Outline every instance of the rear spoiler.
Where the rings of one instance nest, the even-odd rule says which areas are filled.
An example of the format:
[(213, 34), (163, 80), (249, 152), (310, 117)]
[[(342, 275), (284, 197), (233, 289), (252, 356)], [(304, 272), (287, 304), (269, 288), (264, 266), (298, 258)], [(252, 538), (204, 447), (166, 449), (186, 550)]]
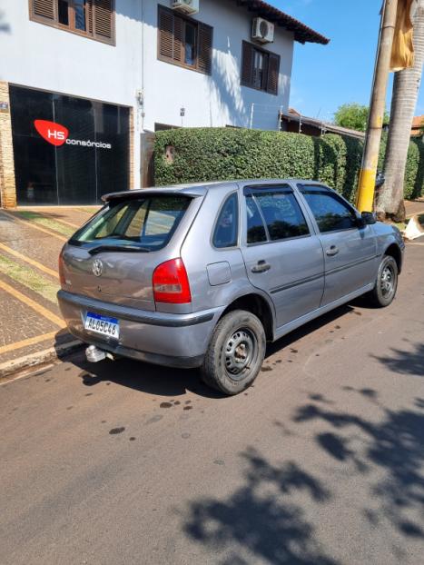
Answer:
[(139, 188), (137, 190), (122, 191), (120, 193), (109, 193), (108, 194), (104, 194), (102, 200), (104, 203), (108, 203), (113, 200), (133, 200), (134, 198), (140, 198), (140, 196), (158, 196), (166, 194), (178, 194), (180, 196), (195, 198), (197, 196), (203, 196), (206, 193), (207, 190), (202, 186), (193, 186), (192, 188)]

### Task objective
Give back the records above verbatim, leaving the pictures out.

### Task result
Outline every instance of the rear spoiler.
Where the rings of one instance nest, the even-odd rule says which areas are filled.
An example of the format:
[(213, 34), (163, 80), (249, 152), (310, 117)]
[[(342, 275), (284, 197), (233, 289), (252, 356)], [(304, 272), (287, 304), (269, 288), (264, 266), (298, 258)], [(252, 538), (204, 447), (166, 449), (186, 550)]]
Answer:
[(139, 188), (137, 190), (122, 191), (120, 193), (109, 193), (108, 194), (104, 194), (102, 200), (104, 203), (108, 203), (113, 200), (133, 200), (134, 198), (140, 198), (140, 196), (158, 196), (166, 194), (178, 194), (180, 196), (195, 198), (197, 196), (203, 196), (206, 193), (207, 190), (202, 186), (193, 186), (192, 188)]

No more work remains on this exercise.